#### [O que se pede]
Transcreva na íntegra, sem qualquer alteração, o excerto da entrevista sobre o Teatro IBISCO.

#### [Excerto do texto]
==============================

Como é que chegaram ao Teatro IBISCO? Como é que surgiu o projeto? Como chegaram à Quinta da Fonte?

Susana Arrais (SA): Chegamos à Quinta da Fonte por causa do Miguel, que começou com o workshop na Quinta do Mocho e depois com aquela ideia de, em vez de fazer um workshop com os jovens da Quinta do Mocho, fazer com os restantes jovens. Foi a proposta do Miguel em resposta ao convite do programa Escolhas para fazer esse workshop. Um dos grandes problemas é que inicialmente não havia propriamente um espaço. Nessa altura não acompanhei de perto, dando um apoio mais de fora e a apresentação do primeiro espetáculo foi a “Escolhas de vida”, em Loures, junto aos Paços do Concelho. Foi a partir daí que percebemos que não podíamos parar, que tínhamos de procurar um espaço e surgiu o atual na Quinta da Fonte, que tinha todas as características físicas para ser utilizado como teatro e que não estava a ser utilizado para nenhum fim. Queríamos fazer um trabalho continuado e formalizar o grupo e aí se criou uma associação com os que estavam na altura no IBISCO. Daí criaram-se parcerias, protocolos para criar uma estrutura que tinha como objetivo ficar e crescer com os bairros, com as pessoas.

==============================

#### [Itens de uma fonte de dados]

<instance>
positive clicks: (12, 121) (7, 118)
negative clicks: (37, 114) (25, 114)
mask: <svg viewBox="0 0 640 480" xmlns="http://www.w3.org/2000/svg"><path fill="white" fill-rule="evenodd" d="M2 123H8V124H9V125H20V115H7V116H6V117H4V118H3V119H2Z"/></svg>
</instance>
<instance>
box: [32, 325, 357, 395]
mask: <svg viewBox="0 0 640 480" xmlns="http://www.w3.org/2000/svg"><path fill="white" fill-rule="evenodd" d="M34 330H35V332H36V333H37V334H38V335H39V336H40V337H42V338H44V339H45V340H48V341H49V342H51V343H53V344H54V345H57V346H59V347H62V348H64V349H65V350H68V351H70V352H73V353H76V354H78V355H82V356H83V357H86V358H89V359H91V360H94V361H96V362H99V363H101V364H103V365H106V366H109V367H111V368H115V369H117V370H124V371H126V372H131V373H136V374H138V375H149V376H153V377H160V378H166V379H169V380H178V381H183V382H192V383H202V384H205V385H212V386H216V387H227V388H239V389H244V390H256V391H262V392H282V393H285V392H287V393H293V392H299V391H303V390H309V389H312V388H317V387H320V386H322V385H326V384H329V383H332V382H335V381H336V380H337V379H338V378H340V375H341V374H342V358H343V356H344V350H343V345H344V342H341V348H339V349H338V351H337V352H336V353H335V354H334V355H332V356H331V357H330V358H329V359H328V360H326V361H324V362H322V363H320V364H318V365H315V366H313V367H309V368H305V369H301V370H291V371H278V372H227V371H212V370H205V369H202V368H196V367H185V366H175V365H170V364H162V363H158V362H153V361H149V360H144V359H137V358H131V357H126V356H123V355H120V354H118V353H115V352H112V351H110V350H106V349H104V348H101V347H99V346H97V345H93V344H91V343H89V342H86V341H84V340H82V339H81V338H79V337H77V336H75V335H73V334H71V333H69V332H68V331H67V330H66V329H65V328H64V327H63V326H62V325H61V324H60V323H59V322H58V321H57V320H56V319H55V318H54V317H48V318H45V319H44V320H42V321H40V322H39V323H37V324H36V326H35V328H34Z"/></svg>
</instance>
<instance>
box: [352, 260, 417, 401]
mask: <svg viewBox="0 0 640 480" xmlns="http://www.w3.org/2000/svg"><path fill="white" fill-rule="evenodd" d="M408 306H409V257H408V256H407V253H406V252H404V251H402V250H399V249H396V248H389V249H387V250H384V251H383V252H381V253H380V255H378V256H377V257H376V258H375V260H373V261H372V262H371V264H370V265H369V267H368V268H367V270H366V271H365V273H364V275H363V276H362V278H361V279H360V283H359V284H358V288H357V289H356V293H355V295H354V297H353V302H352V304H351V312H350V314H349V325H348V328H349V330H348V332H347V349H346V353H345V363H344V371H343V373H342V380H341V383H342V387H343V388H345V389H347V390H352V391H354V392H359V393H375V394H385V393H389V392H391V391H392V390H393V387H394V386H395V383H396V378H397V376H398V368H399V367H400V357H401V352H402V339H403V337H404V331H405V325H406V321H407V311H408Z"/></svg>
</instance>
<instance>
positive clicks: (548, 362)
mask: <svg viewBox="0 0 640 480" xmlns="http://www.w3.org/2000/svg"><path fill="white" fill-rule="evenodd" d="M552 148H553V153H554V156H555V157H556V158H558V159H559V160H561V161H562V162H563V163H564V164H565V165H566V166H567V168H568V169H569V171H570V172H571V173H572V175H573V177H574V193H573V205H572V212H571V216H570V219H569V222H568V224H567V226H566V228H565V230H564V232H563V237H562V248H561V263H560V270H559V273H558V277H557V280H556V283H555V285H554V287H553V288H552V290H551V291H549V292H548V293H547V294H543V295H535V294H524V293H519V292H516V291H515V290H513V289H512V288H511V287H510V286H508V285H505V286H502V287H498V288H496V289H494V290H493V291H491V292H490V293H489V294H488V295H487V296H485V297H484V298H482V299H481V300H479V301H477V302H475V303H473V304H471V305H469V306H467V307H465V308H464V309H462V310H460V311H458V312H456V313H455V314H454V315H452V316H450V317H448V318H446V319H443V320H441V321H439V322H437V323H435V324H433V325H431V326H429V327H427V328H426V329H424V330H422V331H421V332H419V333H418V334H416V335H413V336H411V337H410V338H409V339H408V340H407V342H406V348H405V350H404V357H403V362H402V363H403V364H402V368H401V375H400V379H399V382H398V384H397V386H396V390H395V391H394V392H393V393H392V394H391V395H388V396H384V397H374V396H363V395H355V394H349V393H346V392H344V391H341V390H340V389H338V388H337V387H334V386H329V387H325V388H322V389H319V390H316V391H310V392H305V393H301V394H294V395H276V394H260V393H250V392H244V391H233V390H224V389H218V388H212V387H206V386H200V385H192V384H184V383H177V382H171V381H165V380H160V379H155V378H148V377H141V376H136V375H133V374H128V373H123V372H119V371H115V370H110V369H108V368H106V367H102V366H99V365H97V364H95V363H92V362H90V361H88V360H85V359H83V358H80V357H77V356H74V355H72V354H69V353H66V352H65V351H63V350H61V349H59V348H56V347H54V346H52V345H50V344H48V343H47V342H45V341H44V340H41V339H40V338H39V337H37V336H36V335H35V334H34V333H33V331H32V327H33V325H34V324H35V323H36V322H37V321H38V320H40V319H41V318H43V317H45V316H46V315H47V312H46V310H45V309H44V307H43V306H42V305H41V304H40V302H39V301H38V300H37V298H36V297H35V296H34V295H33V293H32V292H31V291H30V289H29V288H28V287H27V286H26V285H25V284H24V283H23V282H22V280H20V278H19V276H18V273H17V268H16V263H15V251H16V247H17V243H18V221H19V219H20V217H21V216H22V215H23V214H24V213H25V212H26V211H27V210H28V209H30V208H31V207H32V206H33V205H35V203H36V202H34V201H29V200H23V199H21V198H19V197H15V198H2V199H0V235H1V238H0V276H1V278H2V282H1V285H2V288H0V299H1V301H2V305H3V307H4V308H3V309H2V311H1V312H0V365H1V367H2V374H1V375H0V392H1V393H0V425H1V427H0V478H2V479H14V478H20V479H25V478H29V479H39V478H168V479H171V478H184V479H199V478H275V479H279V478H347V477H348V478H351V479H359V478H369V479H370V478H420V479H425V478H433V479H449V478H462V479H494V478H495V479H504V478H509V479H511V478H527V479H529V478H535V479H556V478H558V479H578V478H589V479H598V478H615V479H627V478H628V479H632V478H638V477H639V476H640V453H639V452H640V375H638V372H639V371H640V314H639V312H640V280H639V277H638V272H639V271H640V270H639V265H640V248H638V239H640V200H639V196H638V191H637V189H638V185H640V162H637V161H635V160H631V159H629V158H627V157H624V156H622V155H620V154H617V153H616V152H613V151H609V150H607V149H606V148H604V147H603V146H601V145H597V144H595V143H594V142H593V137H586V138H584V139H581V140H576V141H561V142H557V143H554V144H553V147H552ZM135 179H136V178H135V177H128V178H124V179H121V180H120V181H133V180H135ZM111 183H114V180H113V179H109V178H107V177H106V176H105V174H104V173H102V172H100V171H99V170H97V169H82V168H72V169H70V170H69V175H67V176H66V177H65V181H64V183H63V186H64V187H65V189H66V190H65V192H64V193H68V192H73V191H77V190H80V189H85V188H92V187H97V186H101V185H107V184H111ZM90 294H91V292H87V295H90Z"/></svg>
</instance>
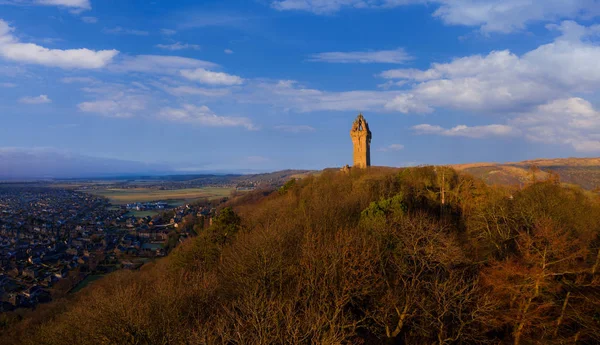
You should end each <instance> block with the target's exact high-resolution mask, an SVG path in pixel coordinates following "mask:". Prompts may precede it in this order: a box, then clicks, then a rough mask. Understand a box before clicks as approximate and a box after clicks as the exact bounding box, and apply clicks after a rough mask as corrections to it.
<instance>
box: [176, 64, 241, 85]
mask: <svg viewBox="0 0 600 345" xmlns="http://www.w3.org/2000/svg"><path fill="white" fill-rule="evenodd" d="M181 75H182V76H183V77H184V78H187V79H189V80H193V81H197V82H199V83H202V84H209V85H240V84H242V83H243V82H244V80H243V79H242V78H240V77H238V76H236V75H231V74H227V73H223V72H212V71H209V70H206V69H204V68H197V69H195V70H182V71H181Z"/></svg>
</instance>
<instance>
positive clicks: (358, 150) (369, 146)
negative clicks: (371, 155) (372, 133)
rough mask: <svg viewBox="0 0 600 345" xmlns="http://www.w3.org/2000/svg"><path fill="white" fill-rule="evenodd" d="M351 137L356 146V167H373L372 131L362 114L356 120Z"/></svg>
mask: <svg viewBox="0 0 600 345" xmlns="http://www.w3.org/2000/svg"><path fill="white" fill-rule="evenodd" d="M350 137H351V138H352V144H353V146H354V150H353V152H354V153H353V158H354V167H356V168H366V167H369V166H371V131H370V130H369V124H368V123H367V121H366V120H365V118H364V117H363V116H362V114H359V115H358V117H357V118H356V120H354V123H353V124H352V130H351V131H350Z"/></svg>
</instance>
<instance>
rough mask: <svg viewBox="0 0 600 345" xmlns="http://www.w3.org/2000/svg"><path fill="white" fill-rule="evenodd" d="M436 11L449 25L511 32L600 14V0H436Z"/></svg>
mask: <svg viewBox="0 0 600 345" xmlns="http://www.w3.org/2000/svg"><path fill="white" fill-rule="evenodd" d="M435 2H437V3H440V4H441V6H440V7H439V8H438V9H437V10H436V11H435V12H434V16H437V17H440V18H441V19H442V21H444V23H446V24H455V25H467V26H480V27H481V30H482V31H484V32H512V31H516V30H521V29H524V28H525V27H526V26H527V24H530V23H534V22H549V21H554V20H557V19H561V18H572V19H575V18H580V17H594V16H597V15H599V14H600V6H599V3H598V1H597V0H567V1H565V0H478V1H472V0H436V1H435Z"/></svg>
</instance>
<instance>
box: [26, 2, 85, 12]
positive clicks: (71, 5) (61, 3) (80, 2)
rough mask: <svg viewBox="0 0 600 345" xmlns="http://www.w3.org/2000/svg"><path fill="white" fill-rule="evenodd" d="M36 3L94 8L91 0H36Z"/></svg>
mask: <svg viewBox="0 0 600 345" xmlns="http://www.w3.org/2000/svg"><path fill="white" fill-rule="evenodd" d="M34 3H36V4H39V5H45V6H62V7H68V8H73V9H79V10H89V9H91V8H92V5H91V4H90V0H35V1H34Z"/></svg>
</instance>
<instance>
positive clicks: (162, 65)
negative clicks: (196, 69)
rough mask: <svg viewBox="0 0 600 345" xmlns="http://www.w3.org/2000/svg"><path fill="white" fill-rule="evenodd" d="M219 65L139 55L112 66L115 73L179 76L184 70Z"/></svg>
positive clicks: (125, 59)
mask: <svg viewBox="0 0 600 345" xmlns="http://www.w3.org/2000/svg"><path fill="white" fill-rule="evenodd" d="M217 66H218V65H217V64H215V63H212V62H209V61H203V60H196V59H190V58H185V57H179V56H162V55H137V56H124V57H123V58H122V59H121V60H120V61H118V62H117V63H115V64H113V65H111V66H110V68H111V69H112V70H113V71H115V72H142V73H151V74H173V75H179V73H180V71H181V70H182V69H191V68H215V67H217Z"/></svg>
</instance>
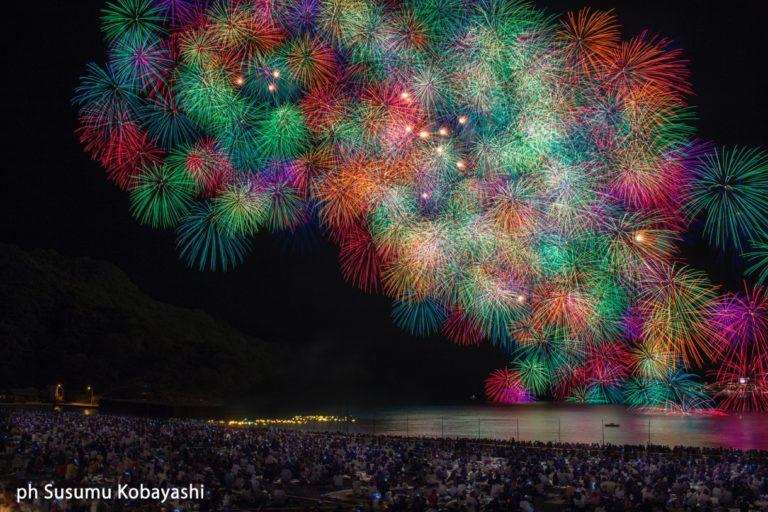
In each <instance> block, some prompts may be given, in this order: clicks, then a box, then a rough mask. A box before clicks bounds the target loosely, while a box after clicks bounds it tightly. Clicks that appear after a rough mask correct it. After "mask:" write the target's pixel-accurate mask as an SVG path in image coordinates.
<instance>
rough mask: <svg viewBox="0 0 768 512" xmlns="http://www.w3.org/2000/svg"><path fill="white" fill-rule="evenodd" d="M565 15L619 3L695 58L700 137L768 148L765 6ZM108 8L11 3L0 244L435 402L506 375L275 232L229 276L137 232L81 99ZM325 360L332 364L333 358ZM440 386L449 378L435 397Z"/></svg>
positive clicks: (320, 243)
mask: <svg viewBox="0 0 768 512" xmlns="http://www.w3.org/2000/svg"><path fill="white" fill-rule="evenodd" d="M535 3H536V4H537V5H539V6H540V7H544V8H547V9H549V10H550V11H552V12H565V11H566V10H567V9H576V8H578V7H581V6H584V5H590V6H593V7H596V8H602V9H608V8H612V7H613V8H616V11H617V14H618V17H619V20H620V22H621V23H622V25H623V27H624V35H625V36H630V35H633V34H636V33H638V32H640V31H642V30H643V29H648V30H649V31H650V32H651V33H656V34H660V35H664V36H667V37H669V38H672V39H673V40H674V41H675V42H676V43H677V44H678V45H679V46H680V47H682V48H683V49H684V51H685V54H686V56H687V57H688V58H689V59H690V68H691V70H692V73H693V84H694V90H695V92H696V95H695V97H693V98H692V99H691V103H692V104H694V105H696V106H697V107H698V112H699V116H700V120H699V122H698V132H699V136H700V137H701V138H703V139H705V140H711V141H714V142H716V143H717V144H721V145H733V144H740V145H752V146H766V145H768V144H766V136H765V132H766V126H767V125H768V123H767V122H766V119H768V94H767V92H768V71H766V66H765V64H766V60H767V59H766V50H768V38H766V28H765V24H764V18H763V16H762V13H761V12H758V11H756V10H755V3H753V2H740V1H730V2H723V3H715V2H706V1H703V0H699V1H683V0H667V1H649V0H635V1H618V0H614V1H612V2H611V1H608V2H606V1H602V0H600V1H598V0H592V1H582V0H578V1H573V0H572V1H543V0H538V1H536V2H535ZM102 5H103V3H102V2H101V1H91V0H58V1H57V0H37V1H14V2H5V3H4V5H3V10H4V16H3V21H2V23H3V25H4V27H3V30H2V32H3V35H2V37H3V38H7V39H8V41H6V42H4V43H3V47H2V48H3V49H2V58H3V60H5V61H6V62H4V64H3V66H2V68H0V69H3V71H4V75H5V76H4V79H3V80H2V85H1V86H0V87H2V89H3V95H2V111H3V115H2V125H3V126H4V127H5V131H6V134H5V135H4V137H3V138H2V139H1V140H2V141H3V145H4V149H3V158H2V165H1V168H2V173H3V179H2V181H0V196H1V197H0V209H1V210H2V213H1V214H0V222H1V223H2V228H1V229H0V240H3V241H6V242H13V243H17V244H19V245H21V246H22V247H25V248H36V247H40V248H53V249H56V250H58V251H60V252H63V253H65V254H70V255H82V256H91V257H95V258H101V259H105V260H108V261H111V262H113V263H115V264H117V265H118V266H119V267H120V268H122V269H123V270H124V271H125V272H126V273H127V274H128V275H129V276H130V278H131V279H132V280H133V281H134V282H135V283H137V284H138V285H139V287H140V288H142V289H143V290H144V291H145V292H147V293H148V294H150V295H152V296H153V297H155V298H157V299H159V300H163V301H166V302H169V303H173V304H177V305H180V306H187V307H194V308H200V309H204V310H206V311H208V312H210V313H212V314H213V315H215V316H218V317H220V318H223V319H226V320H227V321H228V322H230V323H231V324H233V325H235V326H236V327H238V328H240V329H241V330H243V331H245V332H247V333H250V334H253V335H256V336H258V337H261V338H263V339H265V340H270V341H275V342H279V343H290V344H291V346H292V347H293V349H294V350H296V351H297V353H298V352H301V354H304V355H308V356H309V357H312V354H318V358H319V359H321V358H323V357H325V356H328V355H331V356H333V357H334V358H336V359H338V361H339V363H338V368H336V369H335V371H338V373H339V374H340V375H341V377H339V380H338V382H340V383H344V384H345V385H349V386H366V385H372V383H378V385H379V386H384V387H387V386H392V389H393V396H398V394H399V393H400V391H398V390H415V393H414V396H417V397H420V398H423V399H425V400H427V399H428V400H437V399H445V400H453V399H461V398H464V397H466V396H467V395H469V394H470V393H471V392H474V391H478V390H479V388H480V387H479V384H480V381H481V380H482V378H483V377H484V376H485V375H486V374H487V373H488V372H489V371H490V370H491V369H493V368H495V367H498V366H501V365H502V364H503V356H502V354H501V353H499V352H496V351H495V350H494V349H493V348H492V347H481V348H478V349H458V348H455V347H453V346H451V345H450V343H448V342H447V341H444V340H440V339H437V338H435V339H428V340H422V339H416V338H412V337H409V336H407V335H405V334H403V333H402V332H400V331H399V330H397V328H395V327H394V326H393V325H392V324H391V321H390V318H389V308H390V306H389V301H388V300H386V299H384V298H382V297H378V296H369V295H366V294H363V293H362V292H360V291H358V290H356V289H355V288H353V287H351V286H350V285H347V284H345V283H344V282H343V280H342V278H341V275H340V273H339V269H338V263H337V261H336V250H335V249H334V248H333V247H332V246H331V245H329V244H328V243H327V242H324V241H322V240H320V241H319V242H318V243H316V244H315V246H314V248H312V249H310V250H307V251H304V252H299V253H296V252H295V251H293V252H292V251H286V250H285V246H286V241H285V240H279V239H278V238H277V237H275V236H272V235H261V236H260V237H259V238H258V239H257V240H256V242H255V247H254V250H253V252H252V254H251V256H250V257H249V258H248V259H247V260H246V261H245V263H244V264H243V265H242V266H241V267H240V268H239V269H238V270H237V271H234V272H230V273H227V274H211V273H199V272H196V271H190V270H187V269H186V268H185V267H184V265H183V264H182V263H181V262H180V261H179V260H178V259H177V257H176V251H175V248H174V235H173V233H172V232H161V231H156V230H153V229H150V228H145V227H141V226H139V225H138V224H137V223H136V222H135V221H133V220H132V219H131V217H130V215H129V212H128V200H127V195H126V194H125V193H123V192H120V191H119V190H118V189H117V188H116V187H115V186H113V185H112V184H111V183H110V182H109V181H108V180H107V179H106V177H105V175H104V173H103V171H102V170H101V169H100V168H99V166H98V165H97V164H96V163H94V162H92V161H90V160H89V159H88V158H87V157H86V156H85V155H84V154H83V152H82V150H81V148H80V146H79V144H78V142H77V140H76V138H75V136H74V135H73V130H74V128H75V113H74V110H73V108H72V107H71V105H70V102H69V100H70V98H71V96H72V91H73V88H74V87H75V85H76V84H77V81H78V77H79V76H80V75H81V74H82V72H83V70H84V68H85V65H86V64H87V63H88V62H90V61H96V62H99V63H102V62H104V60H105V47H104V44H103V42H102V39H101V33H100V31H99V24H98V16H99V9H100V7H101V6H102ZM686 244H687V247H686V250H687V252H688V255H689V256H690V258H689V261H691V262H692V263H693V264H694V265H695V266H697V267H699V268H702V269H704V270H707V271H709V272H710V274H712V276H713V279H714V280H715V282H719V283H726V284H728V285H729V286H738V282H739V280H740V278H739V277H738V273H732V272H729V271H727V270H723V269H727V268H728V267H730V266H731V265H732V264H733V258H728V257H718V256H717V255H716V254H714V253H713V252H712V251H710V250H708V249H707V248H706V245H705V244H702V243H701V242H699V241H697V240H696V237H695V236H694V237H691V238H690V239H689V240H688V241H687V242H686ZM321 356H323V357H321ZM435 383H441V385H438V386H436V385H435Z"/></svg>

==============================

#### [Resposta]
Como é que chegaram ao Teatro IBISCO? Como é que surgiu o projeto? Como chegaram à Quinta da Fonte?

Susana Arrais (SA): Chegamos à Quinta da Fonte por causa do Miguel, que começou com o workshop na Quinta do Mocho e depois com aquela ideia de, em vez de fazer um workshop com os jovens da Quinta do Mocho, fazer com os restantes jovens. Foi a proposta do Miguel em resposta ao convite do programa Escolhas para fazer esse workshop. Um dos grandes problemas é que inicialmente não havia propriamente um espaço. Nessa altura não acompanhei de perto, dando um apoio mais de fora e a apresentação do primeiro espetáculo foi a “Escolhas de vida”, em Loures, junto aos Paços do Concelho. Foi a partir daí que percebemos que não podíamos parar, que tínhamos de procurar um espaço e surgiu o atual na Quinta da Fonte, que tinha todas as características físicas para ser utilizado como teatro e que não estava a ser utilizado para nenhum fim. Queríamos fazer um trabalho continuado e formalizar o grupo e aí se criou uma associação com os que estavam na altura no IBISCO. Daí criaram-se parcerias, protocolos para criar uma estrutura que tinha como objetivo ficar e crescer com os bairros, com as pessoas.